→ **Metin Bölümü**
((

Ekonomi alanında Anayasa metninde çok fazla sorun yoktur. Ancak buna rağmen, bir sosyal güvenlik reformu memurların, işçilerle eşit olmadığı gerekçesiyle, imtiyazlı emekliliğin devam etmesi amacıyla Anayasa’ya aykırı bulunmuştur. Bir çok Kanun Anayasa’daki devletçilik ilkesi, kamu yararı ilkesi nedeniyle iptal edilmiştir.

Oysa diğer tarafta bir gecede çıkarılan kanunlar olabilmekte ve bunlarda kamu yararı ilkesi yeterince tartışılmamaktadır. Örneğin; “Haller Yasası”. Bu açıdan, artık Serbest Pazar Ekonomisi İlkeleri tam olarak benimsenmelidir. Bağımsız ekonomik kurulların bağımsızlığı güvence altına alınmalıdır.

))

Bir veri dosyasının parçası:
((

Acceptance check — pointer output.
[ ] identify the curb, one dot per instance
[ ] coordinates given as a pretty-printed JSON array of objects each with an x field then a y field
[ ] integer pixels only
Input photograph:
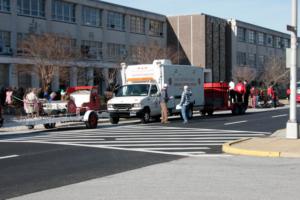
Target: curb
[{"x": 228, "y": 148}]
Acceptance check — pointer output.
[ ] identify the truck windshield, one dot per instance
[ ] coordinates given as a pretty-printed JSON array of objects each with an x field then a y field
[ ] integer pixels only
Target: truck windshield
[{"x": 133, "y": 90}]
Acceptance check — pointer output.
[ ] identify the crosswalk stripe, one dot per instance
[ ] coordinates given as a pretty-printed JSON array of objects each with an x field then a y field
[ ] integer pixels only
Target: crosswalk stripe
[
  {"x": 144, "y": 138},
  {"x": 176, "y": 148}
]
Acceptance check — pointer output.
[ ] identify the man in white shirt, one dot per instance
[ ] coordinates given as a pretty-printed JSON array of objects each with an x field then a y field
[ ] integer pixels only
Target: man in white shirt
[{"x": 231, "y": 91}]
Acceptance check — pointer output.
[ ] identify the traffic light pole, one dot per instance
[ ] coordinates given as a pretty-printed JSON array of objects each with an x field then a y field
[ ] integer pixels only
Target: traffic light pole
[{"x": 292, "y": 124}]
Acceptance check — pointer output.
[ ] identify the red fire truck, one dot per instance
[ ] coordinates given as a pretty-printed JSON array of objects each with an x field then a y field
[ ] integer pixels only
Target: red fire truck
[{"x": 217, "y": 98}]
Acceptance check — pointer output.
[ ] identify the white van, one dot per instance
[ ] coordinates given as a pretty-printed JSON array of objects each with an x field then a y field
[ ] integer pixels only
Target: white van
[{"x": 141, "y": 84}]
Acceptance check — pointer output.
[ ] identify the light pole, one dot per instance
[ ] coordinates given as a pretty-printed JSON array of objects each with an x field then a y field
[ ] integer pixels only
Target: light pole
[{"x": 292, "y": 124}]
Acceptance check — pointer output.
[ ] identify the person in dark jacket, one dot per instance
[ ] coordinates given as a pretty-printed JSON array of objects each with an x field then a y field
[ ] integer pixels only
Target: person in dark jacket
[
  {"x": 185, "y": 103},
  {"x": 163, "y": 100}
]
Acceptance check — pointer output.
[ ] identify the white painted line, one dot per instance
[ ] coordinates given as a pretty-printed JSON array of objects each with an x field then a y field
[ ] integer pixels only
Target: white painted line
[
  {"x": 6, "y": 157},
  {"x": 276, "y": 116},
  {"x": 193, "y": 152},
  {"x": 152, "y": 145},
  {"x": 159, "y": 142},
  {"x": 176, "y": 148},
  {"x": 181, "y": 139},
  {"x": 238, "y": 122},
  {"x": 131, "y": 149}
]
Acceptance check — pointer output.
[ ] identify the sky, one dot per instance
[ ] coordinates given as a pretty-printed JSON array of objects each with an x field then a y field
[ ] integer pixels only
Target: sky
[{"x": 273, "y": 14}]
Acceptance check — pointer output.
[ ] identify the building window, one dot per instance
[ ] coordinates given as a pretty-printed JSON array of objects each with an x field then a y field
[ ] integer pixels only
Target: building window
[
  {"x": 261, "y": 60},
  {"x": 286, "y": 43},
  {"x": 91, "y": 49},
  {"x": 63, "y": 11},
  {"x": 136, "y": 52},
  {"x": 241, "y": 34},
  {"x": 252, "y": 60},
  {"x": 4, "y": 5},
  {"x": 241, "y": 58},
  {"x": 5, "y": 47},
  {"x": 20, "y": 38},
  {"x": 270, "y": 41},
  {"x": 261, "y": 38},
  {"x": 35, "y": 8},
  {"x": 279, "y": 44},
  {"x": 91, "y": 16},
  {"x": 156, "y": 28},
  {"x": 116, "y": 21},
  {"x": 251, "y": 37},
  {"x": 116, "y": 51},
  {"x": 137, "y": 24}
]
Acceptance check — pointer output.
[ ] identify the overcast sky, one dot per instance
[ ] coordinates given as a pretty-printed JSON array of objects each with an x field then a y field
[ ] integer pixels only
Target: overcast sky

))

→ **Görev Tanımı 1**
Anayasa ve ekonomi konulu metinden "Ekonomi alanında Anayasa" ifadesinden başlayıp "güvence altına alınmalıdır." ifadesine kadar uzanan kısmın tamamını aynen çıkarınız.
→ **Görev Tanımı 2**
Kayıtlarda "white" dizesini içeren satırları sayınız ve yalnızca bu sayıyı yazınız.

→ **Görev Sonucu 1**
Ekonomi alanında Anayasa metninde çok fazla sorun yoktur. Ancak buna rağmen, bir sosyal güvenlik reformu memurların, işçilerle eşit olmadığı gerekçesiyle, imtiyazlı emekliliğin devam etmesi amacıyla Anayasa’ya aykırı bulunmuştur. Bir çok Kanun Anayasa’daki devletçilik ilkesi, kamu yararı ilkesi nedeniyle iptal edilmiştir.

Oysa diğer tarafta bir gecede çıkarılan kanunlar olabilmekte ve bunlarda kamu yararı ilkesi yeterince tartışılmamaktadır. Örneğin; “Haller Yasası”. Bu açıdan, artık Serbest Pazar Ekonomisi İlkeleri tam olarak benimsenmelidir. Bağımsız ekonomik kurulların bağımsızlığı güvence altına alınmalıdır.

→ **Görev Sonucu 2**
6